Task details:
Take the listing below and reproduce it in full. Change nothing.

Working data:
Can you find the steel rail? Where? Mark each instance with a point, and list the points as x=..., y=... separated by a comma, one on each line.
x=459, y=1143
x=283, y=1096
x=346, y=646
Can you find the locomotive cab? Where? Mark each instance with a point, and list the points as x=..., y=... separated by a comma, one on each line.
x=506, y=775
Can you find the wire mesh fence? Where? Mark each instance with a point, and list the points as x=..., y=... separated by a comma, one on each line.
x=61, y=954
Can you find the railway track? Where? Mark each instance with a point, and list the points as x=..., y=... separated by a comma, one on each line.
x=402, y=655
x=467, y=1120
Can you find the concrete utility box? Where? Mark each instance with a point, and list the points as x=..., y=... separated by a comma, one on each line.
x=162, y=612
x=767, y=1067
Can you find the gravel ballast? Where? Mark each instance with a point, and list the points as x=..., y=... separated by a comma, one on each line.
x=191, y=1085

Answer space:
Can you find the steel rail? Where? Mark each instance with a point, and list the points as x=..., y=... separated by a comma, one on each line.
x=459, y=1143
x=283, y=1096
x=346, y=646
Can you find the locomotive cab? Where? Mark each instance with a point, and list the points as x=..., y=... separated by a comma, one on each line.
x=506, y=775
Can you find the wire mesh fence? Where? Mark each instance with a point, and list the points as x=..., y=... separated by a comma, one on each line.
x=61, y=954
Can you find the railway track? Where? Mark each instance with a point, and list the points as x=..., y=... separated by a comma, one on each line.
x=402, y=655
x=467, y=1120
Can you find the concrete utility box? Where? Mark each instance with a point, and list the points as x=..., y=... separated by a comma, one on each line.
x=162, y=612
x=767, y=1067
Can you find the gravel ballast? Where? Mark each instance with a point, and list the points as x=..., y=... separated by a comma, one on each line.
x=191, y=1085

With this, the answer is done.